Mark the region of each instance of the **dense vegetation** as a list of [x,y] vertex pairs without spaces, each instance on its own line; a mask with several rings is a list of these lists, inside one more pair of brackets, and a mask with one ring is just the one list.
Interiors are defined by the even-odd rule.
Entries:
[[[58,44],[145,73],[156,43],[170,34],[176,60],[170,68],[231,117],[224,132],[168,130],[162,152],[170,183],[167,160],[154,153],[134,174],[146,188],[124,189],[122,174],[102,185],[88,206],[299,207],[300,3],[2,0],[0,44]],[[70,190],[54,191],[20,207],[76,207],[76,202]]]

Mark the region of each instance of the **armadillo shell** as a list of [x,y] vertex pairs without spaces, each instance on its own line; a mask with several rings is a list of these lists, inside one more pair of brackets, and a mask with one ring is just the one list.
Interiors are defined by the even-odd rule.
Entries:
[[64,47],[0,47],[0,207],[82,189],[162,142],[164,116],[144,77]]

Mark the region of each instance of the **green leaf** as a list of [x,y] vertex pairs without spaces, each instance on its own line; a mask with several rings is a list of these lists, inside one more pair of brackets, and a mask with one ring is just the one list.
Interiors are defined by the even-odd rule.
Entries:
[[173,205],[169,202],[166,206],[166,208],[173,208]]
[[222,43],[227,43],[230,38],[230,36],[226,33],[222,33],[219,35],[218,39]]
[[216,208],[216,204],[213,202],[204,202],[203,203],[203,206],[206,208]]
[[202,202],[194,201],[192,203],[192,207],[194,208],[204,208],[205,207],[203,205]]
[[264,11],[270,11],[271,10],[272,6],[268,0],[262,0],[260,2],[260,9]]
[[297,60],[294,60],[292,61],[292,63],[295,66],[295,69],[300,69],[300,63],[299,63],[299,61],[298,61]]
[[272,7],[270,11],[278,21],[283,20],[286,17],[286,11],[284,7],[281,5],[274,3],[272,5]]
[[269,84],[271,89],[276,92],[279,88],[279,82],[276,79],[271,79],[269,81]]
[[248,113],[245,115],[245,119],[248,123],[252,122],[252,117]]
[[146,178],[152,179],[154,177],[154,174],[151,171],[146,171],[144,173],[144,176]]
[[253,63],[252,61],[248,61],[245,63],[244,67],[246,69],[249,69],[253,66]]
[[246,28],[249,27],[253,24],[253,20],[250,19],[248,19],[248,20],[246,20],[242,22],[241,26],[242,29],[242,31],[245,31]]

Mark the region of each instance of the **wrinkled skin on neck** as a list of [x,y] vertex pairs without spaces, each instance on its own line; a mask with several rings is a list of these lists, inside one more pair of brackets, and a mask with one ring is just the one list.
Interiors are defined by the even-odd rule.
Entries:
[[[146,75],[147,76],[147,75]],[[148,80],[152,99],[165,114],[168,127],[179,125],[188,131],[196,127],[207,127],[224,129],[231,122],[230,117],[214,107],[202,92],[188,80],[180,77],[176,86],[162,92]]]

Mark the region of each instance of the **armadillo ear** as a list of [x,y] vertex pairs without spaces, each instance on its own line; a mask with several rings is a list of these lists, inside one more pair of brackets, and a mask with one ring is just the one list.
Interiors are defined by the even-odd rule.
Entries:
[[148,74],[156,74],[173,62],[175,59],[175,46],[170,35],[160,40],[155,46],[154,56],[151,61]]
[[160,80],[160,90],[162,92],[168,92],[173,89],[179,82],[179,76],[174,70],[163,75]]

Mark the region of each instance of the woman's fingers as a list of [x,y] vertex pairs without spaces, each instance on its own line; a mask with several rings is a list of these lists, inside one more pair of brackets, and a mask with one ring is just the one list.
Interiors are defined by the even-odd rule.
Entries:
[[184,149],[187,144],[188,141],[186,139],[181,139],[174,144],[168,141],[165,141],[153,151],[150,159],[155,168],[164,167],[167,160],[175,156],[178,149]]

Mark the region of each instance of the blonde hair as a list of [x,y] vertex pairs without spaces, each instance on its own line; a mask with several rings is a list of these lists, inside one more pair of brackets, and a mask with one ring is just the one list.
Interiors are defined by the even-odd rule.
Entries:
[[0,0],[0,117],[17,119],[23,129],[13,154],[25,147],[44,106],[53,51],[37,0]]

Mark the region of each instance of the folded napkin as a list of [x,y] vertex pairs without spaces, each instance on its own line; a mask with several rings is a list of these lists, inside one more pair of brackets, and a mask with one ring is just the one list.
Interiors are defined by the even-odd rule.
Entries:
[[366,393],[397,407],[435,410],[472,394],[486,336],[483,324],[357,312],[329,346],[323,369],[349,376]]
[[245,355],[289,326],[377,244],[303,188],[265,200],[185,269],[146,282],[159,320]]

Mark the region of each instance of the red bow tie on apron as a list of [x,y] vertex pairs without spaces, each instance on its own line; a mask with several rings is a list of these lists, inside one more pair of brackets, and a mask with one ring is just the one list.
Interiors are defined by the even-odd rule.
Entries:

+ + + + +

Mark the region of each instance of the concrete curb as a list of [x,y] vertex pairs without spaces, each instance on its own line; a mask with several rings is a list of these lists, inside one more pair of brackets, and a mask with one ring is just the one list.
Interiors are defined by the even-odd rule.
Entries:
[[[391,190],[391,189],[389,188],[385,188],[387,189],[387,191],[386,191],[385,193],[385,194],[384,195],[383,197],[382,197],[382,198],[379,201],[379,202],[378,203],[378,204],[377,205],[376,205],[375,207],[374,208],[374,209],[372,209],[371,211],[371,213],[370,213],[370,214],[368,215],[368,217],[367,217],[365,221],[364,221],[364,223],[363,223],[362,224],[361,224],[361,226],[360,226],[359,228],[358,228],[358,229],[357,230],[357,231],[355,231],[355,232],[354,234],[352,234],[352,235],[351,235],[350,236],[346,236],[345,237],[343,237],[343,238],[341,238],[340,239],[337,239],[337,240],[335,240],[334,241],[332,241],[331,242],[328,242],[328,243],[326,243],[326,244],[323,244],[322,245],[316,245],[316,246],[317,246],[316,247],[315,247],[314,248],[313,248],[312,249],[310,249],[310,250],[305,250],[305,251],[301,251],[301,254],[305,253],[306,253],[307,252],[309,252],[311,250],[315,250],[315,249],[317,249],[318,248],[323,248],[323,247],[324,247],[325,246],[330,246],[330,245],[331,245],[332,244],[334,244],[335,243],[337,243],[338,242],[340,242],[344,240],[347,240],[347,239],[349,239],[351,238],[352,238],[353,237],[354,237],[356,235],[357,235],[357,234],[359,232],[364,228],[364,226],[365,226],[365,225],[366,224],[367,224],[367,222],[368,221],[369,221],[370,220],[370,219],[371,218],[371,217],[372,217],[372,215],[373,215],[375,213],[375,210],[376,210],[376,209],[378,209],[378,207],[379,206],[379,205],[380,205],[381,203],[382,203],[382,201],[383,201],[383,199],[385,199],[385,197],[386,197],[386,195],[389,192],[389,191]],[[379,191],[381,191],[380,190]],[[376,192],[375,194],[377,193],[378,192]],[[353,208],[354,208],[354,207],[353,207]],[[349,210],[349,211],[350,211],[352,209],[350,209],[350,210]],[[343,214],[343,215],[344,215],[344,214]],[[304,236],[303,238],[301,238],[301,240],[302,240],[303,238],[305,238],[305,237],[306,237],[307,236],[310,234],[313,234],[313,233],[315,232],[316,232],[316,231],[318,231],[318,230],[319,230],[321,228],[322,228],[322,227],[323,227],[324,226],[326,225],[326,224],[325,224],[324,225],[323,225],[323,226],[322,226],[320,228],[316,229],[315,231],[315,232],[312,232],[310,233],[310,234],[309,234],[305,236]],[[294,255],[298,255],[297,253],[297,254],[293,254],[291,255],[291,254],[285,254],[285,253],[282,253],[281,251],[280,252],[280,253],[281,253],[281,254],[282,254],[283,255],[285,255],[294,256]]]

+ + + + +

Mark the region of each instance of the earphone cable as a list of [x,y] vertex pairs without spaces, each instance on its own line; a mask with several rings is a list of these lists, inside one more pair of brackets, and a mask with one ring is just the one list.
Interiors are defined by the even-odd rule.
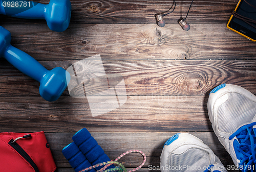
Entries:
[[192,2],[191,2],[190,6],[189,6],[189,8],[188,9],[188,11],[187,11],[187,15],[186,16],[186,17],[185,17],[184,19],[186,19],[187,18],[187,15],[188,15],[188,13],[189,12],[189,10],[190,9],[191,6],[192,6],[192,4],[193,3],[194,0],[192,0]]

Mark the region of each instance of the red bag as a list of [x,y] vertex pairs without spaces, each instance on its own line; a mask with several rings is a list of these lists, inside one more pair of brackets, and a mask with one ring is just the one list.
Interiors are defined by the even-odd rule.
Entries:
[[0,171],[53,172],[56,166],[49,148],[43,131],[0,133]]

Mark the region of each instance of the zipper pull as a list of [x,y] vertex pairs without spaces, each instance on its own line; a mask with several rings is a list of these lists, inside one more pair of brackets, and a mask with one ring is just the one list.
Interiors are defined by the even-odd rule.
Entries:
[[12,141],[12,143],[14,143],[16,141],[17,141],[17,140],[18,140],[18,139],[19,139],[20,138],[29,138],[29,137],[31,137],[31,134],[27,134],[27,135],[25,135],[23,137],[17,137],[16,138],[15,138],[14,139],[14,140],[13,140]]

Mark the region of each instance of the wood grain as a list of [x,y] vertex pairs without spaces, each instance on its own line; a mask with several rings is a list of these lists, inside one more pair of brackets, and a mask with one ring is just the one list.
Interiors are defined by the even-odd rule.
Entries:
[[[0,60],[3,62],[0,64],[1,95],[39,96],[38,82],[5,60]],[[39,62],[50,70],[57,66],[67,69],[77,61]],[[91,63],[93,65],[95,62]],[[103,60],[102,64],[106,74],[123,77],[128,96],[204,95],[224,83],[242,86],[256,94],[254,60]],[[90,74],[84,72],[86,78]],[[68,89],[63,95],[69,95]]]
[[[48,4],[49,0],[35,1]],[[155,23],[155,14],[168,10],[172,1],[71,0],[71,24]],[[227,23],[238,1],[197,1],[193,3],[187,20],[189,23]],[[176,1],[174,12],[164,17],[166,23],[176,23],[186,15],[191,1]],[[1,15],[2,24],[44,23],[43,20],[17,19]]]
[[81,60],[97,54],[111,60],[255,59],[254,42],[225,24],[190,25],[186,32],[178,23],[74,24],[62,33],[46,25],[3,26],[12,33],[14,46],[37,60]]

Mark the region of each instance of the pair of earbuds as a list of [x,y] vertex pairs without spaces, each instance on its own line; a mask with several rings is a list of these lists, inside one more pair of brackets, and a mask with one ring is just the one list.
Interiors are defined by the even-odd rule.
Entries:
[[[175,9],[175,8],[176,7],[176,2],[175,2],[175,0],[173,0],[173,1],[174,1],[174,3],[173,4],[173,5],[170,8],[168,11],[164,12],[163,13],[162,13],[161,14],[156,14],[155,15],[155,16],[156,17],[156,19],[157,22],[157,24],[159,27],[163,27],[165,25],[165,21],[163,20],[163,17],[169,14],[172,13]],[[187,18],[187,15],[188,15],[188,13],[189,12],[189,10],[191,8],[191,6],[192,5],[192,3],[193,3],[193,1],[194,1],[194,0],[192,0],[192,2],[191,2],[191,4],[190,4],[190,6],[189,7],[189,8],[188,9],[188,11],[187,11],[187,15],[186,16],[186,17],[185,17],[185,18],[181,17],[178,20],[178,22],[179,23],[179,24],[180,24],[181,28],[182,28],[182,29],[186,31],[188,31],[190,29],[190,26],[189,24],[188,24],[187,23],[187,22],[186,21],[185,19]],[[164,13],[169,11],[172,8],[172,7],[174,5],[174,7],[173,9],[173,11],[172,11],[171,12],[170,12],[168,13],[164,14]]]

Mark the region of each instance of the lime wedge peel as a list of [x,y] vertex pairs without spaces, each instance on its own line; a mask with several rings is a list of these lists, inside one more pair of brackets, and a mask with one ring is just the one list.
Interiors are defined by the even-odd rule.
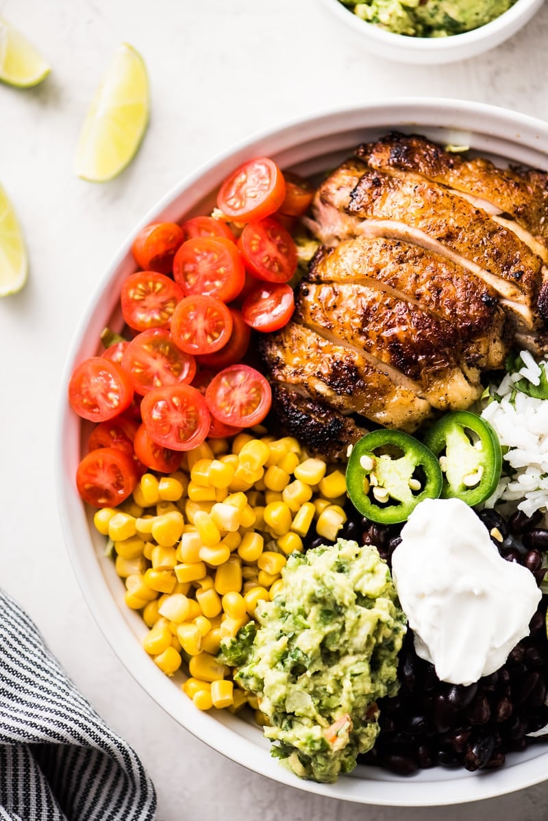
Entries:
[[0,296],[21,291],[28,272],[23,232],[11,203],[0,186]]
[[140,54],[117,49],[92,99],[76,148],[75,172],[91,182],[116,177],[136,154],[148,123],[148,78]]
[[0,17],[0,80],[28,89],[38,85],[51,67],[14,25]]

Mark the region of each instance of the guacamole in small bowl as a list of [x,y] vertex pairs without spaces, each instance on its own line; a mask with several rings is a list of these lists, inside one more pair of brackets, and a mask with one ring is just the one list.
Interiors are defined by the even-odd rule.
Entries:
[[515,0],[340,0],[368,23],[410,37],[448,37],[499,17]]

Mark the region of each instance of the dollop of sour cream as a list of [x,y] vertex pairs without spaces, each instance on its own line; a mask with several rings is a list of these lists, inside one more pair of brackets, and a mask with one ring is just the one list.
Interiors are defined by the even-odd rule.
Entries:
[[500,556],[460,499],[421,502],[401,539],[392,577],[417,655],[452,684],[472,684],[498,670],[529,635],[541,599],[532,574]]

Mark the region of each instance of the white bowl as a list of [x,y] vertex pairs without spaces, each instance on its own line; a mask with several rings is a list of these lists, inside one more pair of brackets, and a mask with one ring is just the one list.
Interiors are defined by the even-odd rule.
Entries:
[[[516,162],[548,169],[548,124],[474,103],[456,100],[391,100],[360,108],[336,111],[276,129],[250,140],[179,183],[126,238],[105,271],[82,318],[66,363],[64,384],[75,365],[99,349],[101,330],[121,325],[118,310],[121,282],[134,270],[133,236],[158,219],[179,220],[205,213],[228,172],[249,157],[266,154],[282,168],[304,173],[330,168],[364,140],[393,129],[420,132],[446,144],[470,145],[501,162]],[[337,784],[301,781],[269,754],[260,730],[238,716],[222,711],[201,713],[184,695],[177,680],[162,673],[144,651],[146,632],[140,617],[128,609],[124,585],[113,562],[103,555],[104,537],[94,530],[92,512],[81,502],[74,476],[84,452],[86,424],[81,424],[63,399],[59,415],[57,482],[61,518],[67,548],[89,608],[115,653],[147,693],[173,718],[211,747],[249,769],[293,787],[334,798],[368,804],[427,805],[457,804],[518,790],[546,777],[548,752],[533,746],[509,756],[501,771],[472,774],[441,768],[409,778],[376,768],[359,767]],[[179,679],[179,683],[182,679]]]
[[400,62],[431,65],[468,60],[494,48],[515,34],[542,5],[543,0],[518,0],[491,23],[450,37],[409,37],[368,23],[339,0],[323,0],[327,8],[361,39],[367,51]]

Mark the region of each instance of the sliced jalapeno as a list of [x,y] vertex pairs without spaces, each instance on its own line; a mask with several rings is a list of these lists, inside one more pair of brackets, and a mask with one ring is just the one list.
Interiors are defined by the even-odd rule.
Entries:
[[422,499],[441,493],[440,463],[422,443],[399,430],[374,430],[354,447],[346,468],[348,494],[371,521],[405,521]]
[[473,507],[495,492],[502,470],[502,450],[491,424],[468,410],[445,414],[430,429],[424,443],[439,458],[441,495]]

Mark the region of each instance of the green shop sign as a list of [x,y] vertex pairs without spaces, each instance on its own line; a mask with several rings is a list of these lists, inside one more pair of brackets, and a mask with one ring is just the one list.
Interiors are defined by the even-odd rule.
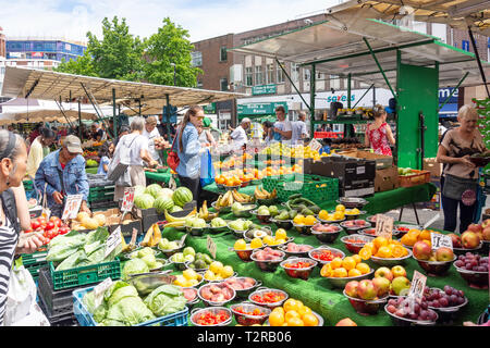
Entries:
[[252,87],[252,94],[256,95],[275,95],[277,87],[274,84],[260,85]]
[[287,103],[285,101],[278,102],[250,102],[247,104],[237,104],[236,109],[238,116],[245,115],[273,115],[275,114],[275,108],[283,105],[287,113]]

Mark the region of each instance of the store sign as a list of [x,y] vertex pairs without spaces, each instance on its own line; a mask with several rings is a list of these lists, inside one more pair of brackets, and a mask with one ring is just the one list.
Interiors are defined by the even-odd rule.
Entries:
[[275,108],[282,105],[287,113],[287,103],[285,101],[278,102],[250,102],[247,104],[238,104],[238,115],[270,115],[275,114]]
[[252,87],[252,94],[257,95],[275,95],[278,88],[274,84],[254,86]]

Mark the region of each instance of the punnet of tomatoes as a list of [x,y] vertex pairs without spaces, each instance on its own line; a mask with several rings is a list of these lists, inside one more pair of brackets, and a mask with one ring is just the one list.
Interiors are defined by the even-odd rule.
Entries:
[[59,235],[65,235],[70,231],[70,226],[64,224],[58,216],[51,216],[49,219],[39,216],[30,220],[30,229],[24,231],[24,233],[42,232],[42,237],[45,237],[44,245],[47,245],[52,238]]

+ + + + +

> _PROBLEM REQUIREMENTS_
Pull out every line of the material above that contains the string "bowl", matching case exactly.

> _TASK ANSWER_
Mark the region of each instance of the guacamole in small bowl as a list of [x,y] vertex pairs without spaces, each instance on its own line; a mask with several rings is a list of these lists, inside one more pair of brackets, and a mask with one ring is just the one list.
Mark the region of each instance of the white bowl as a list of [x,y] vertex pairs without spaces, each instance on its own line; a mask with several rings is a list of these lists, inside one more pair of brackets, and a mask with one ring is just the one list.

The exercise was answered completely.